Task brief:
Write out the stretch of lines below that begins at the line with "Target: truck grille" and ends at the line with "Target: windshield", including both, exactly as given and nothing more.

Given records:
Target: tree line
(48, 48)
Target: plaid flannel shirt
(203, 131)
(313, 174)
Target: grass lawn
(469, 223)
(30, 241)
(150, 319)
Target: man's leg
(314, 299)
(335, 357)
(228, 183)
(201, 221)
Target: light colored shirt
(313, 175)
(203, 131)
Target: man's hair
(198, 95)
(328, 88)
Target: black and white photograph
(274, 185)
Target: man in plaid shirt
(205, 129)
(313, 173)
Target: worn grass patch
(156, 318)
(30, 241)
...
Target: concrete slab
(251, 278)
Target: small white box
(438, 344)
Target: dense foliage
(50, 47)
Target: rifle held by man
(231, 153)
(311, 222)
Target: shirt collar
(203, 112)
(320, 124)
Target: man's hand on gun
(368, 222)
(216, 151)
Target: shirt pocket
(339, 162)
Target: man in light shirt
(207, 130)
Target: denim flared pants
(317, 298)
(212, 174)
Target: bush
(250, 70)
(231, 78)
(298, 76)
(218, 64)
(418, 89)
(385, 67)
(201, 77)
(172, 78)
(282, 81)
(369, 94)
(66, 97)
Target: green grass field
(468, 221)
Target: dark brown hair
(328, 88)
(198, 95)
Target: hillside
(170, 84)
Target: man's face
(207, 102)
...
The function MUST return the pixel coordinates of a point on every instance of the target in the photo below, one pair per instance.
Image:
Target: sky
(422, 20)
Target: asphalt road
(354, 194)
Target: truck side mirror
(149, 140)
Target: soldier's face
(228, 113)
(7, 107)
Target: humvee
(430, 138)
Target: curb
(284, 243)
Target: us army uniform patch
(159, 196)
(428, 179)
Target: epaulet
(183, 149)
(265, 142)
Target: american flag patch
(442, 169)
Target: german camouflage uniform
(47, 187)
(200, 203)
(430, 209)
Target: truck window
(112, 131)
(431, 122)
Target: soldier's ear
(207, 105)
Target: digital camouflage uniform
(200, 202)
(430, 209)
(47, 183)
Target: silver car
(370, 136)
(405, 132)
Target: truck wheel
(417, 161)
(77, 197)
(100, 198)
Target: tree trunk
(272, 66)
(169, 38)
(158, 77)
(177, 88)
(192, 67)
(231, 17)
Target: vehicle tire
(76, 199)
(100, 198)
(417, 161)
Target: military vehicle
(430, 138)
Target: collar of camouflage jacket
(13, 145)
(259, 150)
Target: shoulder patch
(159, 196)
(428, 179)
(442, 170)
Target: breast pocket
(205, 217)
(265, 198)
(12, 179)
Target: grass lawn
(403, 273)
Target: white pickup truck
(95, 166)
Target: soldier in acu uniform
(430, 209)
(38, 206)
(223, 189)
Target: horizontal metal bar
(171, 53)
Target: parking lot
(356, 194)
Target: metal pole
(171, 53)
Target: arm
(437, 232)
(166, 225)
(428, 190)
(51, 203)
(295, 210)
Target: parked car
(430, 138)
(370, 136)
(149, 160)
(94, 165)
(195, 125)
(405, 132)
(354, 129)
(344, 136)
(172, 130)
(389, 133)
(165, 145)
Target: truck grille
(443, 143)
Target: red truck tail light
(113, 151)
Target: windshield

Answer box:
Target: truck grille
(443, 143)
Target: red truck tail light
(113, 151)
Target: windshield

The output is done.